**Exercise aim:**
Starting at the line that contains "Where can the orange" and ending with the last line of the listing, write those lines out again with the requests included. Scale every point coordinate in the answers by 1.75 and round to whole numbers, with halves rounded up.

[Data entries]
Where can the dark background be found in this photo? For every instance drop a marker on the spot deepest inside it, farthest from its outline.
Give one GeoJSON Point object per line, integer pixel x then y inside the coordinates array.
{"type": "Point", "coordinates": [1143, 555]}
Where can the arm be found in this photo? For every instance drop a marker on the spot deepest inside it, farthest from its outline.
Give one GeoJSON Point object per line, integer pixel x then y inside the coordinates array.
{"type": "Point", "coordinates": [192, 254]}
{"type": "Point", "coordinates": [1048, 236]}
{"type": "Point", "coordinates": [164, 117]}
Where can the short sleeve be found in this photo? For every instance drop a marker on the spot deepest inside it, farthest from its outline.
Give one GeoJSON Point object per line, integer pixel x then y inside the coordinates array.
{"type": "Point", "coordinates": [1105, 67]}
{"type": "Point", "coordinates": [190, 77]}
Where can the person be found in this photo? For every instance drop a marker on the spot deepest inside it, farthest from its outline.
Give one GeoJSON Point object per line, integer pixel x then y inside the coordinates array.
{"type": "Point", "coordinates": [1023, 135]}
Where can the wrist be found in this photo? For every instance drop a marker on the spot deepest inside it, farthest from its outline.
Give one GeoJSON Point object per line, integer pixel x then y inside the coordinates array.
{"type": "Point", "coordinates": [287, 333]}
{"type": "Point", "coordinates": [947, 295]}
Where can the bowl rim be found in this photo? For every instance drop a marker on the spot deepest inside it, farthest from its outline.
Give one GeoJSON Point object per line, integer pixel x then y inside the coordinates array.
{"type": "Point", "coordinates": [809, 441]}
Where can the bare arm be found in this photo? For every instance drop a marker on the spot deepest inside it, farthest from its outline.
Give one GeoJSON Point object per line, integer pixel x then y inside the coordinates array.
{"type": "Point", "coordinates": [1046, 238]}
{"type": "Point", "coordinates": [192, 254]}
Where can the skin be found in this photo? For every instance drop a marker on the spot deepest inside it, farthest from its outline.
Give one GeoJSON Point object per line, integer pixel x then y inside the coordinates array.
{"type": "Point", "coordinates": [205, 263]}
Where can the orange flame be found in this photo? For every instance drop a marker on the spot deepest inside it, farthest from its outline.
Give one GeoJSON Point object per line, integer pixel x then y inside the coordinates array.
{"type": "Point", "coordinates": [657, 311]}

**Answer to the problem:**
Where can the orange flame be found in this photo? For every instance drop a marker on the spot deepest inside it, farthest from its outline.
Give one GeoJSON Point object per line, integer pixel x then y inside the coordinates array.
{"type": "Point", "coordinates": [1150, 544]}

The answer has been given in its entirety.